What the task requires
Rewrite the stretch of entries from the line containing "Practice step: indicate the black" through the end of the entries, changing "lantern dome" to "lantern room" and leaving everything else the same.

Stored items
** Start **

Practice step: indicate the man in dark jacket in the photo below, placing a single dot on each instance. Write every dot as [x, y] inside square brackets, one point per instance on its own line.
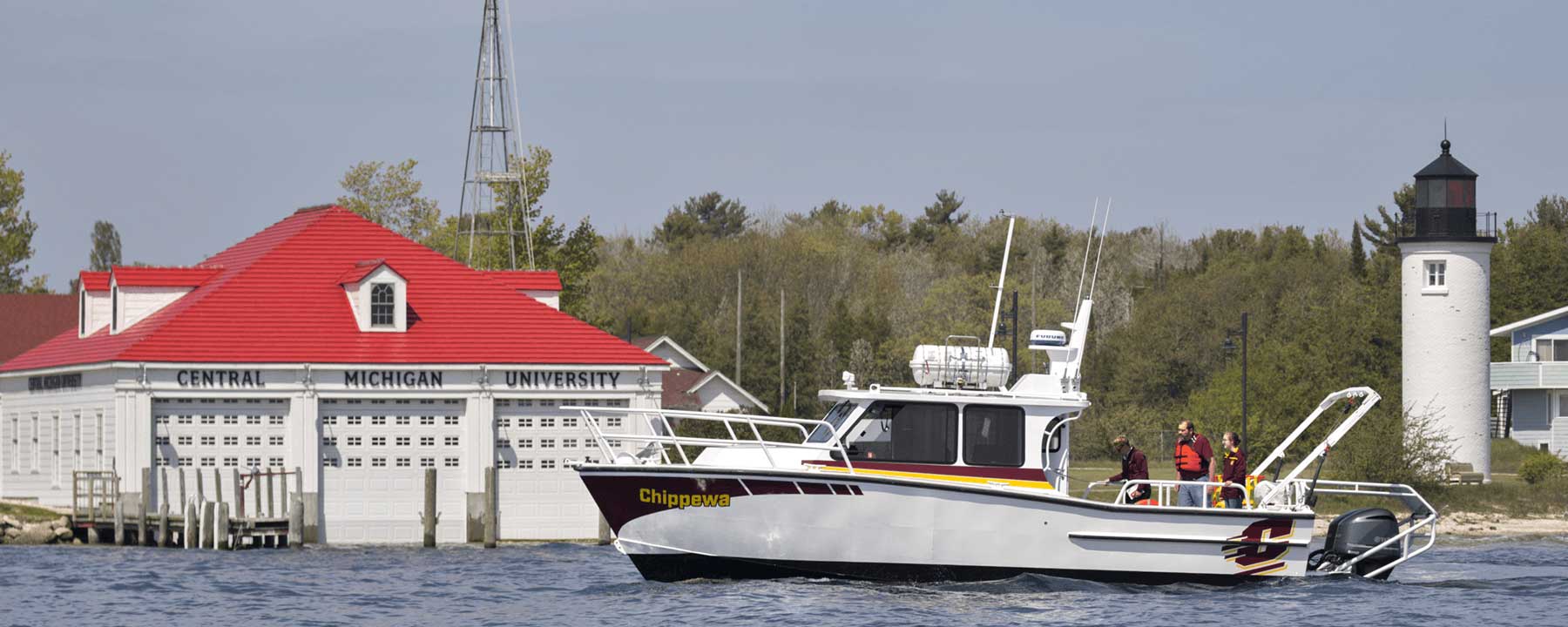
[1132, 468]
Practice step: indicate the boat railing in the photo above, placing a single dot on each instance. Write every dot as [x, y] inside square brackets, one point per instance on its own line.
[1160, 491]
[1418, 532]
[664, 433]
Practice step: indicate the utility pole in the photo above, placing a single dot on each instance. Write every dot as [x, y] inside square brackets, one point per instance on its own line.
[737, 325]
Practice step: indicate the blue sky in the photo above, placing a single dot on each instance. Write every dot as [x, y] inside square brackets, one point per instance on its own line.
[193, 125]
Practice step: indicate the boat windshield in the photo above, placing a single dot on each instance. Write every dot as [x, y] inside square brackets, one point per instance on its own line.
[835, 417]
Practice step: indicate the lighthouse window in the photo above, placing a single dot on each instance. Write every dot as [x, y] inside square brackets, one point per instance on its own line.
[993, 436]
[382, 298]
[1436, 273]
[905, 431]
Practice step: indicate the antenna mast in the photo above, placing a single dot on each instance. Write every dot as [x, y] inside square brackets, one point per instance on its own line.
[996, 311]
[488, 176]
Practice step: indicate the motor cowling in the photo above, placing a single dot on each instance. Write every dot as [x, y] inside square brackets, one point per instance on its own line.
[1358, 532]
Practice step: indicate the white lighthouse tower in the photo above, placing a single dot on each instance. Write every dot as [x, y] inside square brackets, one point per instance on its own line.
[1446, 307]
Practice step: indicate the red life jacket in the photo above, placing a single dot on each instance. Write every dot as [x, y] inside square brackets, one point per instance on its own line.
[1187, 458]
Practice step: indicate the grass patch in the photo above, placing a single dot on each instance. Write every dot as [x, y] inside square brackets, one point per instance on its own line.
[1505, 455]
[27, 513]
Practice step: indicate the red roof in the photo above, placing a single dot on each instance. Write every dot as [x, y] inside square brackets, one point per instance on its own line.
[145, 276]
[527, 280]
[94, 281]
[274, 298]
[361, 268]
[29, 320]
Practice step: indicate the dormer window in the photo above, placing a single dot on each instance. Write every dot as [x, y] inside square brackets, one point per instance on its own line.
[376, 295]
[383, 298]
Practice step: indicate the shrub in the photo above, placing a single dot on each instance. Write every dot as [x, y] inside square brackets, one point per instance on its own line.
[1540, 466]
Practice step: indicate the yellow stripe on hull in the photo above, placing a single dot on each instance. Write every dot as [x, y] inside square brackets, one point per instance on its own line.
[936, 477]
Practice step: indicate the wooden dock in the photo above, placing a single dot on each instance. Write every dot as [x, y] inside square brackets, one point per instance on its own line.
[102, 515]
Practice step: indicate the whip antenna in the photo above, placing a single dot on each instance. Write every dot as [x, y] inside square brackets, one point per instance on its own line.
[1103, 233]
[1089, 240]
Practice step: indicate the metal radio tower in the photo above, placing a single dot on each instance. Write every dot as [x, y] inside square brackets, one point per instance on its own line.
[493, 143]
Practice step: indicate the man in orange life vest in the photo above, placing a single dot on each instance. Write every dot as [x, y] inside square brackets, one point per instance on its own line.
[1132, 468]
[1193, 458]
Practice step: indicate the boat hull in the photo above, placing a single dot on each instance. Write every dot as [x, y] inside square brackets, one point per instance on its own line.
[686, 522]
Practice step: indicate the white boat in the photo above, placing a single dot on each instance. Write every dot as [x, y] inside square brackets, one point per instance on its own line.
[966, 480]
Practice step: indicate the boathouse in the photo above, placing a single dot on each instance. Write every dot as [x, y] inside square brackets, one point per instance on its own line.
[335, 345]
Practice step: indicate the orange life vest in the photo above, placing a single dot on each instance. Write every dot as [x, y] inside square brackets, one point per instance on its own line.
[1187, 458]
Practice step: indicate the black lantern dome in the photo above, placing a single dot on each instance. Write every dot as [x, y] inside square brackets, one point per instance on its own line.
[1446, 204]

** End **

Reply to the exercise
Practice step: indicate the black lantern room in the photo above, placing a single dot on each instance. Write every dot as [x, y] inside square brackets, one point per instance on its own line.
[1446, 204]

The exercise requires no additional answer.